--- Start Listed entries ---

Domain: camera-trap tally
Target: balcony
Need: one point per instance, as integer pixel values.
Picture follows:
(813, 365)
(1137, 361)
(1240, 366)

--- End Listed entries ---

**Short task:**
Transcribe the data above line for line, keeping every character as it appears.

**Result below:**
Domain: camera-trap tally
Target: balcony
Need: one point per instance, as integer pixel values.
Picture follows:
(813, 365)
(1137, 361)
(1240, 366)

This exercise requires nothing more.